[SOURCE EXTRACT]:
↓↓↓

# Where to get chocolate curler tools



## joni (Apr 3, 2002)

On Martha this morning, Fauchon had the neatest chocolate cake with tiny curls of chocolate all over....am wondering what tool Fauchon used to curl his chocolate! Probably not more than 1/8 inch wide -- tiny, tight curls. Any ideas??


----------



## kylew (Aug 14, 2000)

A thin chocolate bar and a french peeler? I have also seen chocolate melted and poured onto a sheet pan. It cools in a thin layer. You can then use just about anything to run up the length of the pan to create your curls.


----------



## spoons (Nov 10, 2000)

Did't see it.
Try www.thesweetlife.com


----------



## thebighat (Feb 21, 2001)

Maybe one of those curved thingies you use to make butter curls. Or maybe he bought them.


----------



## joni (Apr 3, 2002)

Thanks all -- the check actually did it ! His tool sort of looked like a scraper with ridges, as I recall. It made a bunch of little curls at once.


----------



## joni (Apr 3, 2002)

Excuse me...I mean the pastry chef, not the check! Jeez!


----------



## panini (Jul 28, 2001)

We use round cookie cutters frequently to get that shape curl. I prefer a nougat cutter for the weight and I can sharpen it.
The curls almost look like quenelles


----------



## annie (Mar 22, 2002)

↑↑↑

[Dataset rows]

↓↓↓

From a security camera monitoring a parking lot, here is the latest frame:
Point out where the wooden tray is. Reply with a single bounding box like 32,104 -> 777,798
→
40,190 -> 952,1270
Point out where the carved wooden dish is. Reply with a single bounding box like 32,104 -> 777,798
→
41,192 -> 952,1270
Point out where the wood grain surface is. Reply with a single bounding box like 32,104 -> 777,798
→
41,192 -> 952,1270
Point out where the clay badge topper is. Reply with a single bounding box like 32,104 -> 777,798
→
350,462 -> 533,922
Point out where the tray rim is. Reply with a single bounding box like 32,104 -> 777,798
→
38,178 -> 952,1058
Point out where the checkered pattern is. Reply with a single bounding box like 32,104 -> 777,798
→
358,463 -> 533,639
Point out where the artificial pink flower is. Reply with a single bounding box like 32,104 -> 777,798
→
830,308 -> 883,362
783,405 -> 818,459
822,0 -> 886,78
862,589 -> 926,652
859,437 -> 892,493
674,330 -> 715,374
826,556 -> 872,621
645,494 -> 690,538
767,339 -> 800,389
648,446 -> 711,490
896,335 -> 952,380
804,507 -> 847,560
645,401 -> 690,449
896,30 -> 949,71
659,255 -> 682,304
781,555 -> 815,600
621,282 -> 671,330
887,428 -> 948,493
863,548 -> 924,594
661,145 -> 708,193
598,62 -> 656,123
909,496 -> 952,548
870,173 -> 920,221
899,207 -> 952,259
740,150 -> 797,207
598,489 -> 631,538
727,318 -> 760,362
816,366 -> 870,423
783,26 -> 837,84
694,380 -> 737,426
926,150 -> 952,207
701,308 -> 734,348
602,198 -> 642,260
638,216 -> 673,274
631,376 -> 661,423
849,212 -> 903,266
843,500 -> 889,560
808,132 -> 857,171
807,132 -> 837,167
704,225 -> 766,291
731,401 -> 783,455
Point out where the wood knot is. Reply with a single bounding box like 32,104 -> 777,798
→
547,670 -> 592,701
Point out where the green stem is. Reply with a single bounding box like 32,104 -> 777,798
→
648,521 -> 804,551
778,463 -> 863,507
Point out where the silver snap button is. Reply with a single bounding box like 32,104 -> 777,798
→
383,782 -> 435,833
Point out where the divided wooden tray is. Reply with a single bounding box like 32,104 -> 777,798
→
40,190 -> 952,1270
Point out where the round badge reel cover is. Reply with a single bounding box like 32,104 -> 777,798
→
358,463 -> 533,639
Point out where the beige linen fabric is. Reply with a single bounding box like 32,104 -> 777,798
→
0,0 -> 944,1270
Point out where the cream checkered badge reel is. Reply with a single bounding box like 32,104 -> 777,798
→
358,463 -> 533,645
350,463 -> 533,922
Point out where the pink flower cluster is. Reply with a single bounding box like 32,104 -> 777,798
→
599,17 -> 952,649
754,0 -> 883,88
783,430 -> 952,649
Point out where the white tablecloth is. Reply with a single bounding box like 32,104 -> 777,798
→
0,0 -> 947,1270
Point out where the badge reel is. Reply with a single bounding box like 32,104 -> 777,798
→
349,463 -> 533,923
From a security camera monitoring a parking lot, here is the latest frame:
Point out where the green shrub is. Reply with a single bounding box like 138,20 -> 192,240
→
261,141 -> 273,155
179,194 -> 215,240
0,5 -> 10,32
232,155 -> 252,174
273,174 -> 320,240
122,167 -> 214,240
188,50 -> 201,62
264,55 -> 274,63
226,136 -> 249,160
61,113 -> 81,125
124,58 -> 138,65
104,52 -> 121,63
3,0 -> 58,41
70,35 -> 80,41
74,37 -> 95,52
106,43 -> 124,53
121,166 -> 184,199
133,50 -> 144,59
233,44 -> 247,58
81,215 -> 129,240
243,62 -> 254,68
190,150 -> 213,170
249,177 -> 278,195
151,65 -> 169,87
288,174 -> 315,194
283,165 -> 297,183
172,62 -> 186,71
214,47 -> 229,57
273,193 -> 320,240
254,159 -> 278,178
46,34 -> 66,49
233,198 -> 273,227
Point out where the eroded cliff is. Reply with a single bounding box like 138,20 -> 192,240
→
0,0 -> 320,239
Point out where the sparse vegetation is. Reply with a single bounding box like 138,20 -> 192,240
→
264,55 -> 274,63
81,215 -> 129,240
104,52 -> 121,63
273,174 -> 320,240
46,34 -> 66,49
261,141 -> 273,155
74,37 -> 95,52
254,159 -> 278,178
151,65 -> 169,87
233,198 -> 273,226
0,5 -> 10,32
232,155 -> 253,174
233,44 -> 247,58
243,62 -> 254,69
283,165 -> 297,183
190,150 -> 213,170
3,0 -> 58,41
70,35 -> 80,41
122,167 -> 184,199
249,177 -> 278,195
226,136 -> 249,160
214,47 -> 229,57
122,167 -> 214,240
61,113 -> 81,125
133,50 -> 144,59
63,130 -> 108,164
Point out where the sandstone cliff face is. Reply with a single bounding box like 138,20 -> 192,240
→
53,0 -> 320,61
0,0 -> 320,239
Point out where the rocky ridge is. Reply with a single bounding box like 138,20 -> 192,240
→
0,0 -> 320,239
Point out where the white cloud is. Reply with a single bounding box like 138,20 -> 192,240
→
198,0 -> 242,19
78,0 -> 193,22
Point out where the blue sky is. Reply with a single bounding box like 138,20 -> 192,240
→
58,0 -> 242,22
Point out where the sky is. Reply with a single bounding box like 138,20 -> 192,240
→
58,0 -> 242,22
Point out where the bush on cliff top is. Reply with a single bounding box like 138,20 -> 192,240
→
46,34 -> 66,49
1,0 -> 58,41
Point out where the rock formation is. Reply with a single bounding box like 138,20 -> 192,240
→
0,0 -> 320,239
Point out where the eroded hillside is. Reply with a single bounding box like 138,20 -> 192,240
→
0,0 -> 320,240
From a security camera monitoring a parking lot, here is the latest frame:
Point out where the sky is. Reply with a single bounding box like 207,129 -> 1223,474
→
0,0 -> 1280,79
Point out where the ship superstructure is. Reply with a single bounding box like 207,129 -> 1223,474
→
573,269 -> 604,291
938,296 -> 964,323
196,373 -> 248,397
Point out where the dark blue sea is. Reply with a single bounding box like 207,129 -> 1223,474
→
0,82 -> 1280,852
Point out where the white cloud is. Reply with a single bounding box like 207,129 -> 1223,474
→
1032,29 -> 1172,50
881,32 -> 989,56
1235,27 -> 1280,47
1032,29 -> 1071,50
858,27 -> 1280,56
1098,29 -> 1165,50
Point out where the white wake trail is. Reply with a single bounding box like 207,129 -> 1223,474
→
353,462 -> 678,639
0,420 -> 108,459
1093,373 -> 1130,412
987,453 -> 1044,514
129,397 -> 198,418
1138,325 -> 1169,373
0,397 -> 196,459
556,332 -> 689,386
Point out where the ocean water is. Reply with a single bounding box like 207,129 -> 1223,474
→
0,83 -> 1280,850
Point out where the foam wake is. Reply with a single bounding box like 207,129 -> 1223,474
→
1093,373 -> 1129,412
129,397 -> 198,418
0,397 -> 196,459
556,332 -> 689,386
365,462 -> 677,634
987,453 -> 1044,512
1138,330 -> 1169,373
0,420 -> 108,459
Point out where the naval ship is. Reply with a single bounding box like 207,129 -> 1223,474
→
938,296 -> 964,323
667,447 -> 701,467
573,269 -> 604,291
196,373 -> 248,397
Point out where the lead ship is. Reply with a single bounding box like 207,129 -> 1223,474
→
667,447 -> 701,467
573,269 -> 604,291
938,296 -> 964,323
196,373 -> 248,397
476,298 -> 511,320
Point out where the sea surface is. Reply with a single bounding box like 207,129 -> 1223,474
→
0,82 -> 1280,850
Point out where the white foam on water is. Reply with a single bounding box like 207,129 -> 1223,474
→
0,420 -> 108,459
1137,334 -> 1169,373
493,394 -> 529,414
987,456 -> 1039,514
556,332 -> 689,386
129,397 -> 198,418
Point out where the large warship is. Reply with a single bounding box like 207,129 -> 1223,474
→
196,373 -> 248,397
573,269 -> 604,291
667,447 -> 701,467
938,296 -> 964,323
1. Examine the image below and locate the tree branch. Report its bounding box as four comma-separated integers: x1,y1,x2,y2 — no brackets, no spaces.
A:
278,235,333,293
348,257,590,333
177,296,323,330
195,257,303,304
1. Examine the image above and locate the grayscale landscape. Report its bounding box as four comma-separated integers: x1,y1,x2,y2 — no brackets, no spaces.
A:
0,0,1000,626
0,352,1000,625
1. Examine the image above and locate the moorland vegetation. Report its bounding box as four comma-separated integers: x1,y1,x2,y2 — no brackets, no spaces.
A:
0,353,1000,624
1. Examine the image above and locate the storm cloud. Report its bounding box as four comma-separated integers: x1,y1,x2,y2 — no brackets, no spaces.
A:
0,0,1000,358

↑↑↑

[TASK DESCRIPTION]: Please quote the whole chocolate curler thread above, keeping every line unchanged.

[WRITTEN ANSWER]:
# Where to get chocolate curler tools



## joni (Apr 3, 2002)

On Martha this morning, Fauchon had the neatest chocolate cake with tiny curls of chocolate all over....am wondering what tool Fauchon used to curl his chocolate! Probably not more than 1/8 inch wide -- tiny, tight curls. Any ideas??


----------



## kylew (Aug 14, 2000)

A thin chocolate bar and a french peeler? I have also seen chocolate melted and poured onto a sheet pan. It cools in a thin layer. You can then use just about anything to run up the length of the pan to create your curls.


----------



## spoons (Nov 10, 2000)

Did't see it.
Try www.thesweetlife.com


----------



## thebighat (Feb 21, 2001)

Maybe one of those curved thingies you use to make butter curls. Or maybe he bought them.


----------



## joni (Apr 3, 2002)

Thanks all -- the check actually did it ! His tool sort of looked like a scraper with ridges, as I recall. It made a bunch of little curls at once.


----------



## joni (Apr 3, 2002)

Excuse me...I mean the pastry chef, not the check! Jeez!


----------



## panini (Jul 28, 2001)

We use round cookie cutters frequently to get that shape curl. I prefer a nougat cutter for the weight and I can sharpen it.
The curls almost look like quenelles


----------



## annie (Mar 22, 2002)